Petroleum and natural gas sales are recognized in earnings when the title and risks pass from the Company to its customer.

(n) Comparative figures

Certain comparative figures have been reclassified to conform with the current year's presentation.

NOTE 3: NEW ACCOUNTING STANDARDS

Financial Instruments - Disclosure

During 2009, amendments were made to Section 3862, Financial Instruments - Disclosure which requires enhanced disclosures relating to the fair value of financial instruments and the liquidity risk associated with financial instruments. Section 3862 now requires that all financial instruments measured at fair value be categorized into one of three hierarchy levels. Note 10 - Financial Instruments outlines the enhanced disclosures and liquidity risk disclosures.

Goodwill and Intangible Assets

Effective January 1, 2009, the Company adopted Section 3064, Goodwill and Intangible Assets, which establishes standards for the recognition, measurement, presentation and disclosure of goodwill and intangible assets subsequent to its initial recognition. The standard has been adopted prospectively and has no current affect on the Company's consolidated financial statements.

EXTRACTED RECORDS:
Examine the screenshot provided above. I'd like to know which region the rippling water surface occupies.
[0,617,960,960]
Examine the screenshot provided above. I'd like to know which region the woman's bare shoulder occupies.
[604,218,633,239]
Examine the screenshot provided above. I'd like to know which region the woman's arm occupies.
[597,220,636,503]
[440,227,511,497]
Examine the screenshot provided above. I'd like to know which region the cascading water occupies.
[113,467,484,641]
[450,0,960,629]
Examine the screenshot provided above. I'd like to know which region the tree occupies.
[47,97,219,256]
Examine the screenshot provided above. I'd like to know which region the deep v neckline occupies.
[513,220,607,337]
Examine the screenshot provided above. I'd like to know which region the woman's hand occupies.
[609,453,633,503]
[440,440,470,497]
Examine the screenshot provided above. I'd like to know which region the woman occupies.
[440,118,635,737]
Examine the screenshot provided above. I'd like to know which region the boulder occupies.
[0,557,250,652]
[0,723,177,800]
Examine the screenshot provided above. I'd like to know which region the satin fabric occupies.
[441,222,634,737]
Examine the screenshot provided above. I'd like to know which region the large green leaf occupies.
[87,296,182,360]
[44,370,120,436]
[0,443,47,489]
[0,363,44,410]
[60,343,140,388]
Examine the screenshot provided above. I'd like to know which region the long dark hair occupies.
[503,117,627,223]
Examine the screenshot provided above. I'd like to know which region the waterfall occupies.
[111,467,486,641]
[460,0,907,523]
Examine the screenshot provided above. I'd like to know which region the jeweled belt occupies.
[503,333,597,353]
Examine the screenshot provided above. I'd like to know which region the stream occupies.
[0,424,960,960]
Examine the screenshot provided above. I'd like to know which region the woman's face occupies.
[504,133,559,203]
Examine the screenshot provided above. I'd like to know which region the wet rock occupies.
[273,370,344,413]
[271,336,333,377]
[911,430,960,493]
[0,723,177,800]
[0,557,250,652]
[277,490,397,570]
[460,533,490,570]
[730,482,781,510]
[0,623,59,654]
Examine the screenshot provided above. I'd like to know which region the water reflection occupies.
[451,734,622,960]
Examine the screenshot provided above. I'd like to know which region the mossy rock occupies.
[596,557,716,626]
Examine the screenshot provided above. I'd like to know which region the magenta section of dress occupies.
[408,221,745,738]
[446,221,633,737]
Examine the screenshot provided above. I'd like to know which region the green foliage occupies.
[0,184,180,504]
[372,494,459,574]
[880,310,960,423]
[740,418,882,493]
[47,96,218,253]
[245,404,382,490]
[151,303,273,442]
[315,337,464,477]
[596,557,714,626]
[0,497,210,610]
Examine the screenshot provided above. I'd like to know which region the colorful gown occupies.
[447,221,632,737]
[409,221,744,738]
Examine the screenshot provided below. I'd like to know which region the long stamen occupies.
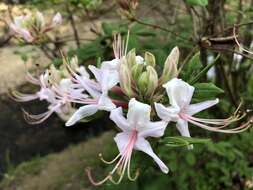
[180,114,251,133]
[99,153,121,164]
[86,131,138,186]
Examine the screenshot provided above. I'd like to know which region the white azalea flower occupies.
[66,65,119,126]
[12,70,87,124]
[155,78,247,137]
[53,13,62,26]
[87,98,169,185]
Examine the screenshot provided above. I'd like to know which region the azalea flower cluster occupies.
[9,11,62,43]
[13,36,250,185]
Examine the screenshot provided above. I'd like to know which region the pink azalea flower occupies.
[87,98,169,185]
[155,78,249,137]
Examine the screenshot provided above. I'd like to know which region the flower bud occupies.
[144,52,155,67]
[145,66,158,97]
[53,13,62,26]
[159,47,179,85]
[126,49,136,68]
[137,71,148,96]
[35,11,45,29]
[131,64,144,81]
[119,60,135,97]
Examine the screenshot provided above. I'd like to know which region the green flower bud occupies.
[131,64,144,81]
[145,66,158,97]
[144,52,155,67]
[159,47,179,85]
[119,59,135,97]
[126,49,136,68]
[137,71,148,96]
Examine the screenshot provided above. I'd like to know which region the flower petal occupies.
[134,137,169,174]
[163,78,194,108]
[155,103,180,122]
[176,119,193,149]
[114,132,131,154]
[138,121,168,138]
[65,105,98,127]
[98,94,116,111]
[176,119,191,137]
[110,107,131,131]
[185,98,219,115]
[88,65,102,83]
[127,98,151,127]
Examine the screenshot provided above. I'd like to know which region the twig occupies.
[233,27,253,55]
[131,17,193,43]
[66,3,80,48]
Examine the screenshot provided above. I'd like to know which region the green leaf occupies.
[182,52,202,81]
[185,152,196,166]
[193,83,224,100]
[189,54,220,84]
[186,0,208,7]
[161,136,211,147]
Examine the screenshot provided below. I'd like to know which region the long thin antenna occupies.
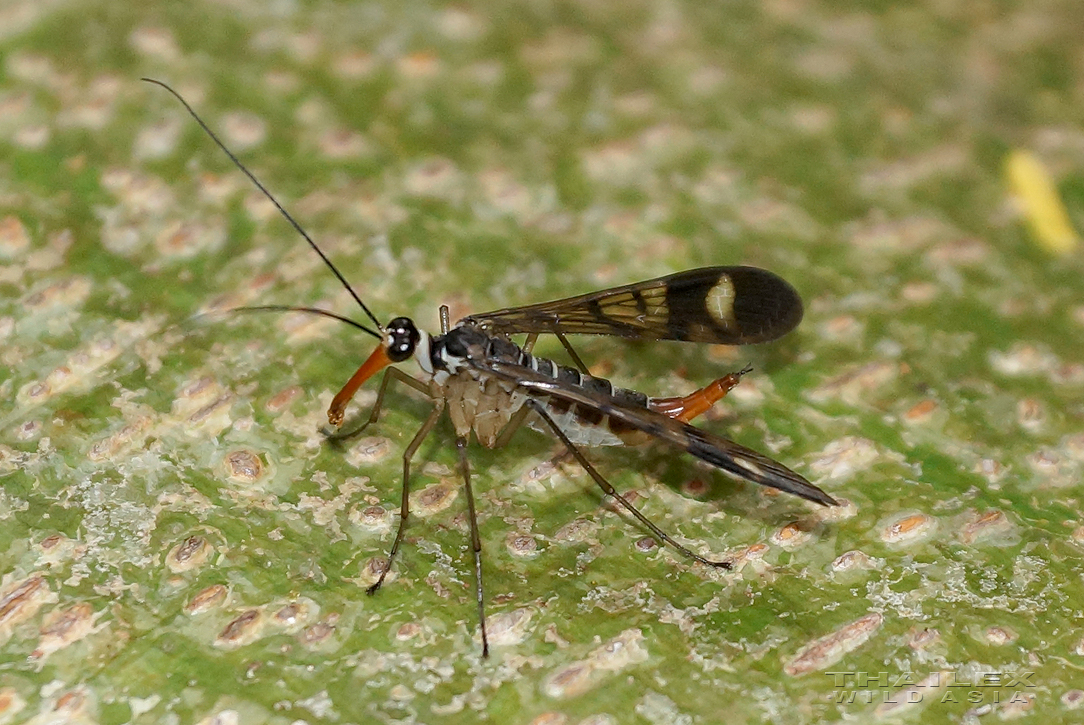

WHAT TO PRODUCE: Please output the passage from the accounting notes word for word, beginning at "Certain comparative figures" and stopping after "liquidity risk disclosures.".

RESPONSE:
Certain comparative figures have been reclassified to conform with the current year's presentation.

NOTE 3: NEW ACCOUNTING STANDARDS

Financial Instruments - Disclosure

During 2009, amendments were made to Section 3862, Financial Instruments - Disclosure which requires enhanced disclosures relating to the fair value of financial instruments and the liquidity risk associated with financial instruments. Section 3862 now requires that all financial instruments measured at fair value be categorized into one of three hierarchy levels. Note 10 - Financial Instruments outlines the enhanced disclosures and liquidity risk disclosures.